27/4/15

La Pintier de Aducci (...)

La verdad es que no recuerdo bien quién de todos nosotros fue el culpable. Creo que yo no fui. No estoy seguro. Lo que resulta imposible de olvidar es la secuencia que siguió. Los que estábamos ahí observamos con toda la atención del mundo cómo la pelota viajó cortando el aire y se dirigió al único lugar al que no debía ir, al único lugar donde ninguna otra pelota fue en la historia del Normal de Banfield. Siguió el estallido, el silencio generalizado y la cara de incredulidad de Aducci. Era imposible que sucediera lo que sucedió. Pero pasó. Podríamos haberlo intentado durante los cinco años que duró –para algunos– la Secundaria y, estoy casi seguro de que nadie lo podría haber logrado si se lo hubiese propuesto. Hoy, a más de 20 años de distancia, creo que ni siquiera Messi o Maradona lo podrían haber logrado. Sin embargo, aquella mañana de sábado, en uno de los partidos por el campeonato de fútbol de la escuela, los planetas se alinearon en contra del pobre Aducci.

Aducci no había empezado la Secundaria con nosotros. No recuerdo tampoco cómo cayó en nuestra división. Creo que fue en segundo año, después de un primer año filtro que dejó a varios en el camino. Aducci, si no me falla la memoria, llegó con Gómez. Los dos, rápidamente, se sumaron sin demasiados problemas al grupo. Gómez, que se ganó el apodo de Nerón luego de llegar una mañana con un corte de pelo digno de algún emperador romano, jugaba a la pelota como los dioses. La tenía atada. Lo de Aducci era más modesto. Pero era un buen defensor.

Ellos dos se sumaron a nuestro equipo, que había sido la grata sorpresa del año anterior en el campeonato que juntaba a las divisiones de primero y segundo años. Nadie daba nada por nosotros, sobre todo después de la abultada derrota que habíamos sufrido en el debut ante un equipo de segundo año, que no sólo nos goleó sino que también nos afanó un par de buzos durante alguna distracción. Sin embargo, el grupo se recuperó del golpe y del arrebato, y remontó. A tal punto de lograr en la última fecha la clasificación para las rondas finales. Llegamos, si no me equivoco, hasta las semifinales, donde sucumbimos ante un segundo año del vespertino que hizo valer la diferencia de edad y las mañas para dejarnos afuera del campeonato.
-*-*-
**Ejercicio propuesto A:** Repite sin cambios el fragmento del relato que empieza en "Ellos dos se" y termina en "afuera del campeonato.".
-*-*-
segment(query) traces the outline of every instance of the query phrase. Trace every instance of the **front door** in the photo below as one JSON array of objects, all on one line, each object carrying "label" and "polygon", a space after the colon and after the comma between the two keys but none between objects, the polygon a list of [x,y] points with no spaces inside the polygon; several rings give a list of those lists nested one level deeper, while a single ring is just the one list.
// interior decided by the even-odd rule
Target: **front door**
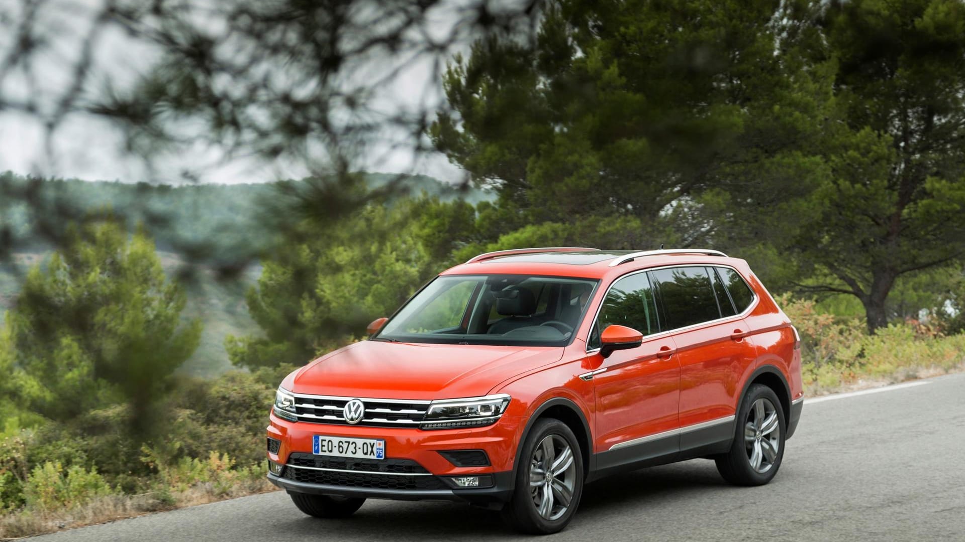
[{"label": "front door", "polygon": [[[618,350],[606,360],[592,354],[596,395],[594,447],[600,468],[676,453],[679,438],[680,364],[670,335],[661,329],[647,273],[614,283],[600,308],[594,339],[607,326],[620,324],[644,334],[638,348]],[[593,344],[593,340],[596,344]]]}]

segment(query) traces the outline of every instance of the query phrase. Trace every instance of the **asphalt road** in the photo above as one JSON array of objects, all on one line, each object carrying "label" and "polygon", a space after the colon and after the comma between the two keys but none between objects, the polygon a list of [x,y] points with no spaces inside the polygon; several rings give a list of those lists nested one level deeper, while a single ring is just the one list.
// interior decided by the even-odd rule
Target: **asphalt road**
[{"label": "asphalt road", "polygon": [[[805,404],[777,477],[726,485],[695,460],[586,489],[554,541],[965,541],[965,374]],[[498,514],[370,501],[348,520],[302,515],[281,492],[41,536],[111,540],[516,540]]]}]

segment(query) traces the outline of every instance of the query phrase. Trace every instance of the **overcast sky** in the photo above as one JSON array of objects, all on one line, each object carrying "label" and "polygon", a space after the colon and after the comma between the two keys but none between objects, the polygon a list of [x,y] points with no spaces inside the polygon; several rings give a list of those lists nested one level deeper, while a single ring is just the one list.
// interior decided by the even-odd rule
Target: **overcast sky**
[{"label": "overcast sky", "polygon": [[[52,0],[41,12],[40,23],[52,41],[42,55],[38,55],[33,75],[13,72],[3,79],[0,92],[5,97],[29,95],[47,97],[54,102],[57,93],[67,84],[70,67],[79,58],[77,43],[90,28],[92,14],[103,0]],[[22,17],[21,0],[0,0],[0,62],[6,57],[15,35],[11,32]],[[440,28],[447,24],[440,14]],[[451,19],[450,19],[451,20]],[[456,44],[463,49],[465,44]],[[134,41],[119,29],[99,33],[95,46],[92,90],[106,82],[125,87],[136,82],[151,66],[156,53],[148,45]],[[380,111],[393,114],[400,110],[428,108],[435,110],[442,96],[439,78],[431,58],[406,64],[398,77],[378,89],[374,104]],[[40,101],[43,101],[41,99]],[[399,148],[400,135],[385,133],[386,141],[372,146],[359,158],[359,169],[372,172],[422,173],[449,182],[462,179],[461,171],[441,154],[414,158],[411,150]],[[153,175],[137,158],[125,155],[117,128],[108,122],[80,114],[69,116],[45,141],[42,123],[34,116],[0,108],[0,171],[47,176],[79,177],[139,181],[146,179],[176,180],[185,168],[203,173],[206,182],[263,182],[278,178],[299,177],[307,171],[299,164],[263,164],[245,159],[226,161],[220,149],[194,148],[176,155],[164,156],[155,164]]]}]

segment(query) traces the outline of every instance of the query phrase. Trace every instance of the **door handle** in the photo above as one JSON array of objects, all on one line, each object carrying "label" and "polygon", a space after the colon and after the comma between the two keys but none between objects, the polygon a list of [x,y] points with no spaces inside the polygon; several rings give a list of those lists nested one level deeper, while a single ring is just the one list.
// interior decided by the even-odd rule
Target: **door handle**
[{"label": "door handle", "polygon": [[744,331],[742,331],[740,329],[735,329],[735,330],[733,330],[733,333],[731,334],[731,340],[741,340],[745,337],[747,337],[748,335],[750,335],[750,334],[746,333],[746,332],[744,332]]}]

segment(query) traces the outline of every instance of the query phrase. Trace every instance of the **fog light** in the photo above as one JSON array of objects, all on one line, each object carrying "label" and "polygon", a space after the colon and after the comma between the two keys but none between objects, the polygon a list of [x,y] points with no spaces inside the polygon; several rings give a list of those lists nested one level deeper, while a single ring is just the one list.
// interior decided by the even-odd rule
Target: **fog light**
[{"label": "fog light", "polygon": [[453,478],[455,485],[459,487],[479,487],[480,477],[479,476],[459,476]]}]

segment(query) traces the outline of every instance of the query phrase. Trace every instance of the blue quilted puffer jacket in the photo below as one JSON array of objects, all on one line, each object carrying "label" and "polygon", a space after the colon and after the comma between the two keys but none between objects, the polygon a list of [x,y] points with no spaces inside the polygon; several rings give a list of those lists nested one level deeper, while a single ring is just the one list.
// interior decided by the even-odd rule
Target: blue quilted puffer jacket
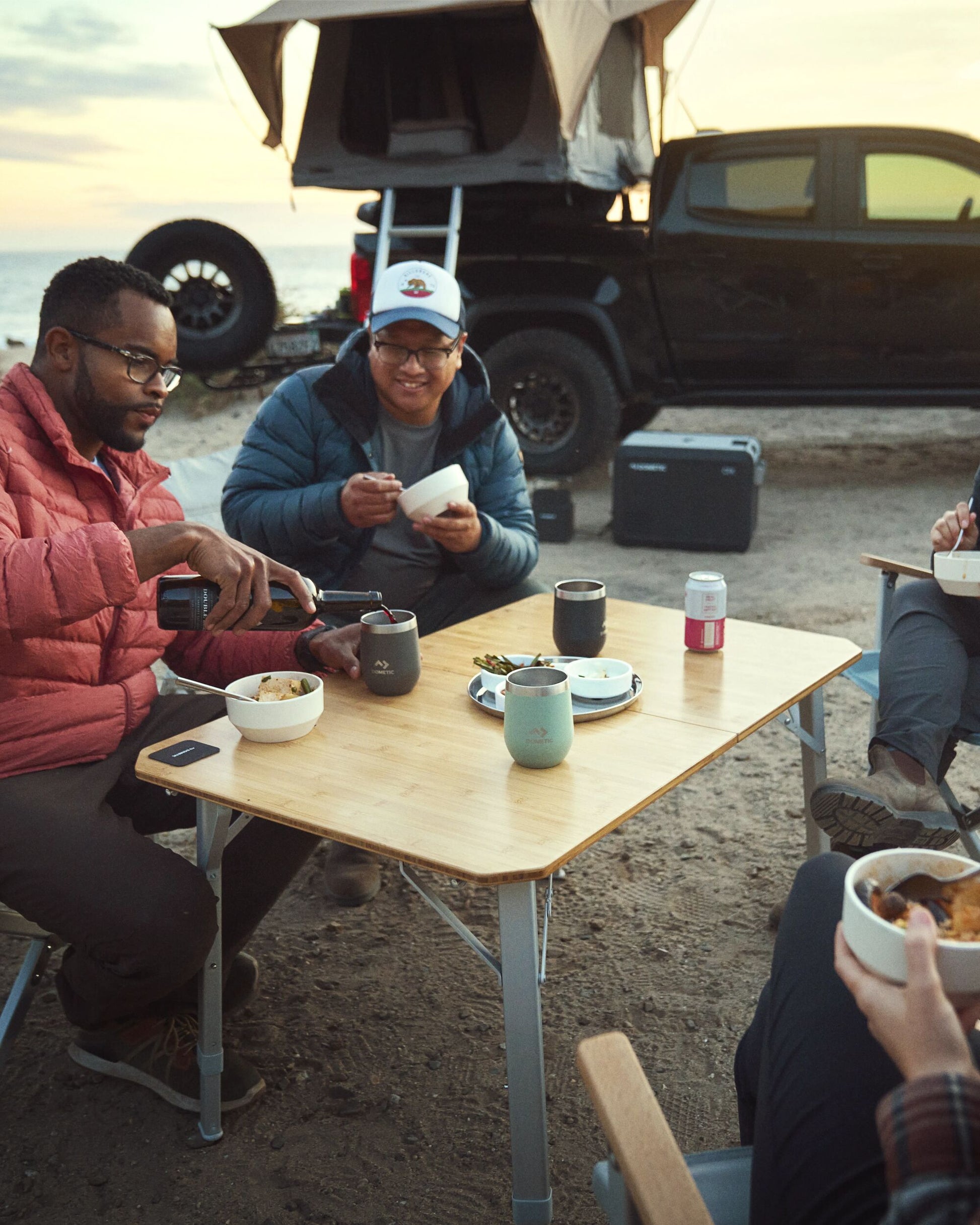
-*-*-
**Ejercicio propuesto B:** Reproduce sin ninguna modificación las líneas del listado que empiezan en la que contiene "of the **overcast" y terminan en la que contiene "Target: **overcast sky**", ambas incluidas.

**Resultado esperado A:**
Ellos dos se sumaron a nuestro equipo, que había sido la grata sorpresa del año anterior en el campeonato que juntaba a las divisiones de primero y segundo años. Nadie daba nada por nosotros, sobre todo después de la abultada derrota que habíamos sufrido en el debut ante un equipo de segundo año, que no sólo nos goleó sino que también nos afanó un par de buzos durante alguna distracción. Sin embargo, el grupo se recuperó del golpe y del arrebato, y remontó. A tal punto de lograr en la última fecha la clasificación para las rondas finales. Llegamos, si no me equivoco, hasta las semifinales, donde sucumbimos ante un segundo año del vespertino que hizo valer la diferencia de edad y las mañas para dejarnos afuera del campeonato.

**Resultado esperado B:**
segment(query) traces the outline of every instance of the query phrase. Trace every instance of the **overcast sky** in the photo above as one JSON array of objects, all on one line, each object carrying "label" and "polygon", a space after the colon and after the comma between the two keys but none between objects, the polygon a list of [x,y] points with no spaces inside the polygon; several rings give a list of those lists nested one level deeper, while a single ring is just the one list.
// interior decided by the even-odd rule
Target: **overcast sky**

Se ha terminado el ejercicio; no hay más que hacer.